# EXTRACTO DE PÁGINA:
Pero hay otra manera de pensarlo. Ahí va.

Son las personas caracoles, se sienten inseguros, se protegen con una armadura que es tan dura como la inseguridad que esconden. Tan ligeros, tan frágiles, tan a merced como los caracoles y para sobrevivir se cubren con una coraza dura, fuerte y sólida. 

Nadie diría que los caracoles son sólidos y fuertes. Todo lo contrario. Los vemos y entendemos su enorme fragilidad y que solo tienen como defensa esa armadura que los rodea. 

Mucha gente es igual. Cuanto más frágil se siente más fuerte grita, más se exaspera, más reacciona de modo agresivo y enojón. La persona que guarda un núcleo de vulnerabilidad del que se avergüenza, que le aterra mostrar, busca ser valorada, respetada y confirmada marcando territorio con gritos y malos modos. Es tanto su miedo como la fragilidad de un caracol y evita mostrarlo porque teme que si lo hace perderá el respeto de quienes le rodean. Prefiere que le crean violento y no asustado, prefiere ocultarse en un silencio hostil a confesar el terror que siente de no ser querido. Suelen no saber como entrar en su mundo emocional, no lo conocen ni tienen palabras para nombrar lo que sienten, lo que temen. Sus reacciones, sus descalificaciones y agresiones, son la medida del miedo que sienten. Es más común en los hombres pero también nos pasa a las mujeres. En los hombres se complica por la exigencia cultural que los fuerza a mostrarse machos potentes e importantes. Un hombre inseguro vive acosado por el terror de que se descubra que todo lo que muestra es como la casita del caracol, que parece impenetrable porque no quiere que nadie sospeche siquiera que adentro de esa coraza dura hay un corazón blandito, aterrorizado ante la idea de no ser querido.

# DATOS REGISTRADOS:
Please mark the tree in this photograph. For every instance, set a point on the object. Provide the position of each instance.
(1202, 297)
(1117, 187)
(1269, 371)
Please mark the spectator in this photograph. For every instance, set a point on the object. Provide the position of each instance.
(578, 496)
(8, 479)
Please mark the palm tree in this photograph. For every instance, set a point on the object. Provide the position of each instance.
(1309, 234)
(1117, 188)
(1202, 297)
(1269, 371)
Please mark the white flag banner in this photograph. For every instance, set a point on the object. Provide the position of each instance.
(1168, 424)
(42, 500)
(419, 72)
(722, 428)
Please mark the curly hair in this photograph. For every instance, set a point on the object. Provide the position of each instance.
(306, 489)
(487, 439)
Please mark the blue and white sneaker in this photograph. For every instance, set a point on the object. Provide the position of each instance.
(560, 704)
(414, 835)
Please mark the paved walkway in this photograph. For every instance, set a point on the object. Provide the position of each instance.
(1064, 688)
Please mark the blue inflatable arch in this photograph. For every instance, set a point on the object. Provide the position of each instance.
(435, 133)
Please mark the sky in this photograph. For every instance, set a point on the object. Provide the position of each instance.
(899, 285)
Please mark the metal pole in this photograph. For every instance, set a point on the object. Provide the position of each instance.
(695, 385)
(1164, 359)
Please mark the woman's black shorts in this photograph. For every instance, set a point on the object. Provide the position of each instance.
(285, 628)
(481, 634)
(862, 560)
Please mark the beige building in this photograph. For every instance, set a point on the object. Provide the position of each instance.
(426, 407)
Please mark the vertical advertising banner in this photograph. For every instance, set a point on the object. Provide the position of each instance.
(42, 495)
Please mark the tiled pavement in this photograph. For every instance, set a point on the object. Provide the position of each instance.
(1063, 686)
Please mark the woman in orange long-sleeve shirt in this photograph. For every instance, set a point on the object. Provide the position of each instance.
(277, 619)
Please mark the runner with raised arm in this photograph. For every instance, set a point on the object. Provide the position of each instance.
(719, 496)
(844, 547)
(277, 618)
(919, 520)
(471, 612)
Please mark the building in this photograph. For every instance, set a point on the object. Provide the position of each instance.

# INSTRUCCIONES DE TRABAJO:
1. Reproduce el pasaje del extracto sobre las personas caracoles desde las palabras "Pero hay otra" hasta "que los rodea.", ambas incluidas.
2. En el extracto sobre las personas caracoles, ¿qué complica este comportamiento en los hombres?

# RESPUESTAS:
1.
Pero hay otra manera de pensarlo. Ahí va.

Son las personas caracoles, se sienten inseguros, se protegen con una armadura que es tan dura como la inseguridad que esconden. Tan ligeros, tan frágiles, tan a merced como los caracoles y para sobrevivir se cubren con una coraza dura, fuerte y sólida. 

Nadie diría que los caracoles son sólidos y fuertes. Todo lo contrario. Los vemos y entendemos su enorme fragilidad y que solo tienen como defensa esa armadura que los rodea.

2. La exigencia cultural que los fuerza a mostrarse machos potentes e importantes.